╭──
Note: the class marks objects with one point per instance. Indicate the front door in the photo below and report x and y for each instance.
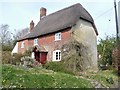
(37, 56)
(43, 57)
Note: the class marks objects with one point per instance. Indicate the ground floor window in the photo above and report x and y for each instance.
(56, 55)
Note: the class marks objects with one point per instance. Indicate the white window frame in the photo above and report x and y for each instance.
(36, 41)
(57, 55)
(58, 36)
(23, 44)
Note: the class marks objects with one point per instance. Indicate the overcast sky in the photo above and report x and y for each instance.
(18, 14)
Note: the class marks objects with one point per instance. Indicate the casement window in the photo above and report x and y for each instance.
(58, 36)
(36, 41)
(22, 44)
(56, 55)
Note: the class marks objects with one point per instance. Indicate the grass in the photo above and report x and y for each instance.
(107, 77)
(18, 77)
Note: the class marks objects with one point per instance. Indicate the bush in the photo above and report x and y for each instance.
(6, 57)
(57, 67)
(29, 62)
(16, 59)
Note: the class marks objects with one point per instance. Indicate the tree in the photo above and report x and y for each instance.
(105, 48)
(5, 34)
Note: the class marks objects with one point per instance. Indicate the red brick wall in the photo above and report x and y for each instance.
(48, 41)
(22, 50)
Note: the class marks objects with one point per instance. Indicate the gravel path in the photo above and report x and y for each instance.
(95, 83)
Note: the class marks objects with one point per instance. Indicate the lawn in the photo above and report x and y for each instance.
(107, 78)
(19, 77)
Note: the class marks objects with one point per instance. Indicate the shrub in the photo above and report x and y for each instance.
(57, 67)
(29, 62)
(16, 59)
(6, 57)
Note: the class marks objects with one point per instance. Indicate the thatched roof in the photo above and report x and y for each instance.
(60, 20)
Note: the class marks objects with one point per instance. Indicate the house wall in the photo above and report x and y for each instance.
(84, 33)
(48, 42)
(22, 50)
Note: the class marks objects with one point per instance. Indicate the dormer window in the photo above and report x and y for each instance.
(22, 44)
(58, 36)
(36, 41)
(57, 55)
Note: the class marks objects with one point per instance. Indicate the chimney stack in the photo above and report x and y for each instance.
(42, 12)
(31, 25)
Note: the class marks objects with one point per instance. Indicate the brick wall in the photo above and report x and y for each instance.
(48, 41)
(22, 50)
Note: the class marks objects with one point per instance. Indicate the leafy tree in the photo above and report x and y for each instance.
(6, 39)
(105, 48)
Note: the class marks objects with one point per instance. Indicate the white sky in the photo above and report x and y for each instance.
(18, 13)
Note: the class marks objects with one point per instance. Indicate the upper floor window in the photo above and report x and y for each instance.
╰──
* Given problem: Repeat each line of the records above exactly, but do not copy the pictures.

* Expected answer:
Note: the class marks objects with one point per instance. Indicate the front door in the photo below and report x and y for each instance.
(37, 56)
(43, 57)
Note: the class marks objects with one point per instance. Indicate the ground floor window in the photo above and report x and y for each instance.
(56, 55)
Note: the class marks objects with one point per instance. Indicate the white window frame in the photo above and report x and y for each instance.
(36, 41)
(57, 55)
(58, 36)
(23, 44)
Note: the class marks objects with one point per instance. Indicate the overcast sky in the photo above and report x and y for each instance.
(18, 14)
Note: the class marks objects with one point per instance. Indicate the casement window in the photo above and report x and y for each instance.
(58, 36)
(36, 41)
(22, 44)
(56, 55)
Note: the class marks objects with one point per instance. Indicate the grass in the photo above and report x and y for each instance.
(107, 77)
(18, 77)
Note: the class marks objects with one point per instance. Indicate the bush in the photo above and report x and y for each instance.
(6, 57)
(57, 67)
(29, 62)
(16, 59)
Note: the class marks objects with one point per instance. Indicate the tree in the photo above and report x and y for each instance.
(105, 48)
(5, 34)
Note: the class marks objects with one point per instance. Indicate the red brick wall in the photo above and report x and y for each instance.
(48, 41)
(22, 50)
Note: the class marks objects with one point per instance. Indicate the gravel path in the photo above and report x and y for each instance.
(95, 83)
Note: the class marks objects with one point per instance. Indicate the lawn in the photo above and report x and y for each instance.
(107, 78)
(19, 77)
Note: the class marks objects with one point per instance. Indicate the shrub in the photo above and report x and y for each instance.
(57, 67)
(29, 62)
(16, 59)
(6, 57)
Note: the class marks objects with one point per instance. Indicate the thatched roof in the photo above and report x and y for each instance.
(60, 20)
Note: the class marks objects with one point per instance. Indicate the house wall in the photo above and report x and y for each instance.
(84, 33)
(48, 42)
(22, 50)
Note: the class marks objects with one point per instance. Indicate the dormer window in the photo above and report x and y for each instance.
(22, 44)
(58, 36)
(36, 41)
(57, 55)
Note: the class marks objects with one point per instance. Indicate the chimney stack in the photo above and report x and y for each instance.
(42, 12)
(31, 25)
Note: the class marks objects with one point per instance. Indicate the brick wall in the photo above and report x and y for each instance.
(48, 41)
(22, 50)
Note: the class marks objects with one point per instance. Indicate the leafy tree in the photo above and report x and y for each instance.
(6, 39)
(105, 48)
Note: the class marks objects with one point per instance. Indicate the white sky in the photo above and report x and y for each instance.
(18, 13)
Note: the class marks objects with one point per instance. Indicate the upper floor window in the photo above and report x and y for each instance.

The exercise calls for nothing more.